Every line of the material below needs to be written out exactly, please.

··· STORED DATA ···

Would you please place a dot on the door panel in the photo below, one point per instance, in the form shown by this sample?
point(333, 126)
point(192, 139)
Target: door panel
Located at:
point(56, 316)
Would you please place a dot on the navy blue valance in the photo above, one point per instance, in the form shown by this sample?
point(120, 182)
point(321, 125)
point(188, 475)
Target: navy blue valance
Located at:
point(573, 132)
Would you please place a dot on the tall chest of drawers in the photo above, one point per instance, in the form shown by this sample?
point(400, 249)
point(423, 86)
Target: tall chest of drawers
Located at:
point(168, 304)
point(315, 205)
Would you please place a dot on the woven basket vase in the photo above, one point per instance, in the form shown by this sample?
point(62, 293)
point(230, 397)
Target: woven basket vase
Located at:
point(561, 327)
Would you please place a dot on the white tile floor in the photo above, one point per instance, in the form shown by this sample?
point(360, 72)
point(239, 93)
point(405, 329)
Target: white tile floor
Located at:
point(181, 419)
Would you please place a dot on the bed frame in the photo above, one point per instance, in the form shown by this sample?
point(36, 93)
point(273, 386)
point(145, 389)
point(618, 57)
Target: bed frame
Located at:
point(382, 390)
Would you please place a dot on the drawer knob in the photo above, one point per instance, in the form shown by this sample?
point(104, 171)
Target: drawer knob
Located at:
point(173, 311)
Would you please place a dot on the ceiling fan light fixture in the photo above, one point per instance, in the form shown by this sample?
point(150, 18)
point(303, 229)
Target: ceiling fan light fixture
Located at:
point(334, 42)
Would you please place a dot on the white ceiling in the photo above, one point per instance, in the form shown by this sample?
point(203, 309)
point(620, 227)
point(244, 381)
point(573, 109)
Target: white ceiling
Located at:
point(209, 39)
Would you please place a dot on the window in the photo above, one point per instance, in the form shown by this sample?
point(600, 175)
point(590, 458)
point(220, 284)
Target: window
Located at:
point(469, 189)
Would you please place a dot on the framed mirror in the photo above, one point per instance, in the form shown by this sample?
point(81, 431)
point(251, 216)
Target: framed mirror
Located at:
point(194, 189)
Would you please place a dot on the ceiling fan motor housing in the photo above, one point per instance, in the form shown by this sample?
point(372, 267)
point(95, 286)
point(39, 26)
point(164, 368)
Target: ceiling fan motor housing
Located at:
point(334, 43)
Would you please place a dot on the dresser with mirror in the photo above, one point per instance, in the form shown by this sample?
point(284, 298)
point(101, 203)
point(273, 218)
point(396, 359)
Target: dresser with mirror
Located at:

···

● **SOLVED EXERCISE**
Would you please place a dot on the door panel in the photo below, one point per instance, in the form shown by this sample?
point(333, 126)
point(192, 139)
Target: door panel
Located at:
point(56, 316)
Would you please place a dot on the navy blue valance in the photo above, one point per instance, in the form shown by this sample?
point(120, 182)
point(321, 125)
point(188, 475)
Target: navy blue valance
Located at:
point(573, 132)
Would you please place a dot on the tall chest of drawers in the photo above, one point per instance, in the form shown by this sample?
point(400, 249)
point(423, 86)
Target: tall chest of drawers
Located at:
point(168, 304)
point(315, 205)
Would you please place a dot on the woven basket vase in the photo above, one point per instance, in the form shown by this sample?
point(62, 293)
point(230, 397)
Target: woven basket vase
Located at:
point(561, 327)
Would you please place a dot on the white tile floor in the photo above, one point per instance, in the form shown by this sample?
point(360, 72)
point(239, 93)
point(405, 329)
Target: white tile floor
Located at:
point(181, 419)
Would you please place a dot on the bed frame in the photo above, one point per instance, in the form shown by this sample?
point(36, 93)
point(273, 386)
point(145, 389)
point(618, 57)
Target: bed frame
Located at:
point(382, 390)
Would you please place a dot on the drawer knob in the photo above, one point per instance, in the form shown by this sample?
point(104, 171)
Target: drawer knob
Located at:
point(173, 311)
Would you please place a dot on the ceiling fan light fixture in the photo above, one point per instance, in the form shown by this sample?
point(150, 18)
point(303, 229)
Target: ceiling fan light fixture
Located at:
point(334, 42)
Would you please place a dot on the white ceiling in the photo above, one point per instance, in the form shown by this sample?
point(203, 309)
point(620, 227)
point(244, 381)
point(573, 109)
Target: white ceiling
Located at:
point(209, 39)
Would you please place a dot on the window in the photo above, one point per instance, in the form shown by this sample?
point(600, 175)
point(590, 458)
point(220, 284)
Target: window
Located at:
point(469, 189)
Would you please place a dot on the framed mirror in the photo above, one point per instance, in the form shown by this sample?
point(81, 431)
point(251, 216)
Target: framed mirror
Located at:
point(194, 189)
Would you please place a dot on the ceiling fan motor housing in the photo above, one point per instance, in the form shown by this sample?
point(372, 267)
point(95, 286)
point(39, 26)
point(164, 368)
Target: ceiling fan motor housing
Located at:
point(334, 43)
Would you please place a dot on the dresser with mirror in the photo above, one point per instance, in the form shown by this sample?
point(284, 298)
point(101, 203)
point(273, 218)
point(396, 359)
Target: dresser with mirror
Located at:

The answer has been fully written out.